* begin Data supplied *

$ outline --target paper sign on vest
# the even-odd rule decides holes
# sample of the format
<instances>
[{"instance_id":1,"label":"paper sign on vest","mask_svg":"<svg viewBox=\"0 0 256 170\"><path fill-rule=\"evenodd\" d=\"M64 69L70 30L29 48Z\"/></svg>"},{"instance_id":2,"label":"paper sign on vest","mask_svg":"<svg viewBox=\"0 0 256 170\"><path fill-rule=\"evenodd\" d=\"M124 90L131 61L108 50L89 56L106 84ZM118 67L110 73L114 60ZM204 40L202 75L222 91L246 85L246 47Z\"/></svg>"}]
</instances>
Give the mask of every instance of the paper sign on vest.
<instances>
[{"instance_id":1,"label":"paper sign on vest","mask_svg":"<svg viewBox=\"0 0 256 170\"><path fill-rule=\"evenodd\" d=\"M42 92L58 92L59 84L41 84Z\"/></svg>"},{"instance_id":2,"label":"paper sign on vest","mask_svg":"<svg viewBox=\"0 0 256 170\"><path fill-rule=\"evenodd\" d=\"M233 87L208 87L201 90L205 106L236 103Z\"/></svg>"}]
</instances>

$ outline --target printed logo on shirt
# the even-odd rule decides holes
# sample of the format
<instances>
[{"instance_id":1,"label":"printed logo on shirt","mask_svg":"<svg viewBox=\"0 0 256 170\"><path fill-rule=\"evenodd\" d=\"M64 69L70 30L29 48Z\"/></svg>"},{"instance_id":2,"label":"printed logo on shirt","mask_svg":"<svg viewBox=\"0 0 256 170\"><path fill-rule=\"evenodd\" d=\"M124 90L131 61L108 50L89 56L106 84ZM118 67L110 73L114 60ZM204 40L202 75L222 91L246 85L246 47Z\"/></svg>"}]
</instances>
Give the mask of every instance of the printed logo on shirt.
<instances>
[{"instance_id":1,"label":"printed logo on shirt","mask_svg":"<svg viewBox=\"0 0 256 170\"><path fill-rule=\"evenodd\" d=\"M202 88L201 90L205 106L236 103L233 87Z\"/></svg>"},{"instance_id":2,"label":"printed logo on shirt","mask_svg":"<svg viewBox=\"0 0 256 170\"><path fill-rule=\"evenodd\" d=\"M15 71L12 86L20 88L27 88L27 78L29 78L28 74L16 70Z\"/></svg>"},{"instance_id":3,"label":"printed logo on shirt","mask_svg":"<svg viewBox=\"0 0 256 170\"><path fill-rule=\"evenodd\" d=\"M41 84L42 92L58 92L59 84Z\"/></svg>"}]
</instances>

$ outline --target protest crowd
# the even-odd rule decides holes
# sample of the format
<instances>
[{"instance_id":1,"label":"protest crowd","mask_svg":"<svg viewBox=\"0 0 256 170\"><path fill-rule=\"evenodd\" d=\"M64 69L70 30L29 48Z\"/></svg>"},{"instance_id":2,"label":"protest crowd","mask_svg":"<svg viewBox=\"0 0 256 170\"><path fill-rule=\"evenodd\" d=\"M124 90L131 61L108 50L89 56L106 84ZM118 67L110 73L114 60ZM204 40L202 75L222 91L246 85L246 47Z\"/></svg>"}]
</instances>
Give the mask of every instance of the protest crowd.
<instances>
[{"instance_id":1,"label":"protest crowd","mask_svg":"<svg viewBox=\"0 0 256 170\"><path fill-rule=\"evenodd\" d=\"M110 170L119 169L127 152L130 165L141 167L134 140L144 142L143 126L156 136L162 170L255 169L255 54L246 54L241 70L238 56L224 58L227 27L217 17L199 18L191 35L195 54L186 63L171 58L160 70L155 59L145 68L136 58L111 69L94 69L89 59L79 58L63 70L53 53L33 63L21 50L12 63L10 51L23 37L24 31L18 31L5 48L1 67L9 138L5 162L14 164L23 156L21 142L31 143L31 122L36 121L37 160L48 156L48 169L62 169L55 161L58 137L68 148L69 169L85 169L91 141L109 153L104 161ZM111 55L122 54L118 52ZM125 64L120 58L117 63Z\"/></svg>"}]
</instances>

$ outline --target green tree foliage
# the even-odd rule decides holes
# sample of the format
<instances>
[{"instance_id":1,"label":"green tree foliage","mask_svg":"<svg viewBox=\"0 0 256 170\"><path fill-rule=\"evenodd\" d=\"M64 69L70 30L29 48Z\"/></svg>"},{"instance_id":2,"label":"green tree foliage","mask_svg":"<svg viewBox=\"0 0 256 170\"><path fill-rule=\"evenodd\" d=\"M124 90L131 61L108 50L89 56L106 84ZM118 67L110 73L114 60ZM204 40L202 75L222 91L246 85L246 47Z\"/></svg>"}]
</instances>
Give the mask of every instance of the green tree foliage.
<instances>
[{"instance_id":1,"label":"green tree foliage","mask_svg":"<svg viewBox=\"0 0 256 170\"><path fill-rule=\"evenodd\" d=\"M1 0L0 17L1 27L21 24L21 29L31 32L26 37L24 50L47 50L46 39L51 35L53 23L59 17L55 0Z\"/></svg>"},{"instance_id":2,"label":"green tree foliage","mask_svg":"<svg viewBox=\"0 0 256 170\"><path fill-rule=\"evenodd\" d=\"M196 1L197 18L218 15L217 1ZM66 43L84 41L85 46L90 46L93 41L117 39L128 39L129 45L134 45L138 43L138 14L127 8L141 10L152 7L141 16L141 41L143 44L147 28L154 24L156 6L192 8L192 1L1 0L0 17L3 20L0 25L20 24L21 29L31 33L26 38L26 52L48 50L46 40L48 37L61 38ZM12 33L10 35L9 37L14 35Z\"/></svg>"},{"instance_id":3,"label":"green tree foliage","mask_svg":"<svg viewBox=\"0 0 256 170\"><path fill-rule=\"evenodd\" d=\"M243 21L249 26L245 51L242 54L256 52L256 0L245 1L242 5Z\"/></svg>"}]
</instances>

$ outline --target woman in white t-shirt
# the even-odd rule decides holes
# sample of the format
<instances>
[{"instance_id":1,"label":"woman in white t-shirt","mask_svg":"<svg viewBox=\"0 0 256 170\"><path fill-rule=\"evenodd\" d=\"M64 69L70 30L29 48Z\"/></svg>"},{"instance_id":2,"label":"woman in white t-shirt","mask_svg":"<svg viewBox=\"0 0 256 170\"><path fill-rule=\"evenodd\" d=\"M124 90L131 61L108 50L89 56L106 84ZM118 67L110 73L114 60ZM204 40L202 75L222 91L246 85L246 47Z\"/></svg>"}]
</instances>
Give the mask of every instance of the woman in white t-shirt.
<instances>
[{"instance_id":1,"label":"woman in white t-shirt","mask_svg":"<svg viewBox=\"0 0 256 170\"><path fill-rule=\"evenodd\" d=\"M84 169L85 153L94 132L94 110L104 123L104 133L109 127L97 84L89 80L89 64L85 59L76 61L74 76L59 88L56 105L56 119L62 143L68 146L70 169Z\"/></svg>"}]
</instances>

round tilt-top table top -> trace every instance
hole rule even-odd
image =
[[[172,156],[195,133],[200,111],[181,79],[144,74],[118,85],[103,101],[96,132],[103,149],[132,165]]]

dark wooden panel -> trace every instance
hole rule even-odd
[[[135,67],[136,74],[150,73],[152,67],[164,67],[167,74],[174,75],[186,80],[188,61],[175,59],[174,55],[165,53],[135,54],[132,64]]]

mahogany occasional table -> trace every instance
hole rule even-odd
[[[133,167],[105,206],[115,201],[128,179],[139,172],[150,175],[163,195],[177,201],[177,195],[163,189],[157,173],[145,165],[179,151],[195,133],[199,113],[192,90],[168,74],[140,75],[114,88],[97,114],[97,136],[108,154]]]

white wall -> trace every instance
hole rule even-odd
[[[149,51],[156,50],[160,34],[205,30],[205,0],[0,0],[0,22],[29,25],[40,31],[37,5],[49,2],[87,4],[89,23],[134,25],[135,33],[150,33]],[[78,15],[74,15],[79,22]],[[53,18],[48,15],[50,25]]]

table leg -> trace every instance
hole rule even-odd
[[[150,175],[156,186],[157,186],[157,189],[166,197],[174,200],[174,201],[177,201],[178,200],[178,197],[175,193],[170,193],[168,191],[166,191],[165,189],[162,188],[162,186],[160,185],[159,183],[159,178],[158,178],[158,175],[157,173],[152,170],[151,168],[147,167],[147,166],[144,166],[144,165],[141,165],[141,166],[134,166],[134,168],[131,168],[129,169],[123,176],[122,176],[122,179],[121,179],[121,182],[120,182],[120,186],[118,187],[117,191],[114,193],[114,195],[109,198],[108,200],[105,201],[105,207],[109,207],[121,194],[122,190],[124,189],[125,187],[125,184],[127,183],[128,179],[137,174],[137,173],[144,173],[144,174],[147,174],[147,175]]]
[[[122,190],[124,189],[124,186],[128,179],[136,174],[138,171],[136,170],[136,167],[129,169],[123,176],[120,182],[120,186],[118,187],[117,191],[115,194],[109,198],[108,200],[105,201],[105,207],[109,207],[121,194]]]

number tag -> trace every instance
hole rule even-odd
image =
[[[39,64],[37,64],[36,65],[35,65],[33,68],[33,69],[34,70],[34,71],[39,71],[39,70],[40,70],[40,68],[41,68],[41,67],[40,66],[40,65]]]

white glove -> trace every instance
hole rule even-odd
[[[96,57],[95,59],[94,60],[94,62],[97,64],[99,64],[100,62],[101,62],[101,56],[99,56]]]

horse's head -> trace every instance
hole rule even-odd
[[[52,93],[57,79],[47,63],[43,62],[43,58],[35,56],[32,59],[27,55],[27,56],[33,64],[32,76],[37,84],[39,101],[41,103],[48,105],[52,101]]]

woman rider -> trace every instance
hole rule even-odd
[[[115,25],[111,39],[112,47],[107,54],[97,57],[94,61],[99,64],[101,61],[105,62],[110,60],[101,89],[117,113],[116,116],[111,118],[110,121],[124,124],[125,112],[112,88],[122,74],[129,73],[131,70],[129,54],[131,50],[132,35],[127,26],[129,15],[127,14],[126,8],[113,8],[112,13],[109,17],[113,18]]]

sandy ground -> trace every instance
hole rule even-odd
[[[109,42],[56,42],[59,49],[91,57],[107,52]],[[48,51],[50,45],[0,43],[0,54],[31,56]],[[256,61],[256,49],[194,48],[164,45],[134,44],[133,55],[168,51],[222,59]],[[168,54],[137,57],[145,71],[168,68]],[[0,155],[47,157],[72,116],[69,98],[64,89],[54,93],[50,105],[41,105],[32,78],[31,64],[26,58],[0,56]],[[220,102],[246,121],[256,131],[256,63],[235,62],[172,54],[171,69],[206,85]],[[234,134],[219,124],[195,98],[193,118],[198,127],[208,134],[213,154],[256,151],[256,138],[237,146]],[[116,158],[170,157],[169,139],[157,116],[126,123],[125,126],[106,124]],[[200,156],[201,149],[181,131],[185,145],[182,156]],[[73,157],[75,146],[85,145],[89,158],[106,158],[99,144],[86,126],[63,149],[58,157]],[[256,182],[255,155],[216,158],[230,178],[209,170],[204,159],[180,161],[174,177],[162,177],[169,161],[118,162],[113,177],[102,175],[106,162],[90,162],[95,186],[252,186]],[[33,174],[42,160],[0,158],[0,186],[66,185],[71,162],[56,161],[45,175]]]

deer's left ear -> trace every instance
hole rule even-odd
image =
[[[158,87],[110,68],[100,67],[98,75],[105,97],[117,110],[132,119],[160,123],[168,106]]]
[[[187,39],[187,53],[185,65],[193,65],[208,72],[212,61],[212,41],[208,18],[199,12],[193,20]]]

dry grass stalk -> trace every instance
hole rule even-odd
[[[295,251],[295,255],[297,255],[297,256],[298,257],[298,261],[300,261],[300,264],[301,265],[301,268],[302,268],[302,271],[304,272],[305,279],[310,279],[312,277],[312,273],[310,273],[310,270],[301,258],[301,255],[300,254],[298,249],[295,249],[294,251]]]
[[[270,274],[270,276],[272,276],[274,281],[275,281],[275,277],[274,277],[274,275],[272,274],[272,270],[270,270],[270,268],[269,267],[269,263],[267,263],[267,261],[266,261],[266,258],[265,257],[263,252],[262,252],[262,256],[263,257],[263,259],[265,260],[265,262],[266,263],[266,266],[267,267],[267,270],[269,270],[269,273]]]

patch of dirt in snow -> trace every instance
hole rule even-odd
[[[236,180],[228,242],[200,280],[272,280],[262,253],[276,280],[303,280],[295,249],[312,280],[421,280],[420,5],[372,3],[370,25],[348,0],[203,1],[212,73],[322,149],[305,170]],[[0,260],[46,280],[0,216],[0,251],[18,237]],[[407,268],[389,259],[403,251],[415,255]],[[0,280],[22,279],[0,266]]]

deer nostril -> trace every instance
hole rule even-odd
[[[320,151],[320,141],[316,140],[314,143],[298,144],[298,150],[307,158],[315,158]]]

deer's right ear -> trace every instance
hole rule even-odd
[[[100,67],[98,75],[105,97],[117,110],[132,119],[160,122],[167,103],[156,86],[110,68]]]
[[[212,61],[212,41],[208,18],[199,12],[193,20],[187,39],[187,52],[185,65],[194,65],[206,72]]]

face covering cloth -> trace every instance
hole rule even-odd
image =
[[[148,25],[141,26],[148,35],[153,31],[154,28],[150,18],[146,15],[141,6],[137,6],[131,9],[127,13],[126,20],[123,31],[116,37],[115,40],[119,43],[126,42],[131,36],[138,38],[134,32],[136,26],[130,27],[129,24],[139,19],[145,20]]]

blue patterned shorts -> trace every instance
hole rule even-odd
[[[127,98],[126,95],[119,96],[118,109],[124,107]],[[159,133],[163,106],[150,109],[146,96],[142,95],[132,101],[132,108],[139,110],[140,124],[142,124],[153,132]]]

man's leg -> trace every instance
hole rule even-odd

* end Data supplied *

Return verbatim every line of the records from the line containing "blue patterned shorts -> trace every instance" through the end of the records, including both ends.

Output:
blue patterned shorts -> trace every instance
hole rule even-odd
[[[127,98],[126,95],[119,96],[118,109],[124,107]],[[159,133],[163,106],[150,109],[146,96],[142,95],[132,101],[132,108],[139,110],[140,124],[142,124],[153,132]]]

man's leg -> trace every instance
hole rule even-odd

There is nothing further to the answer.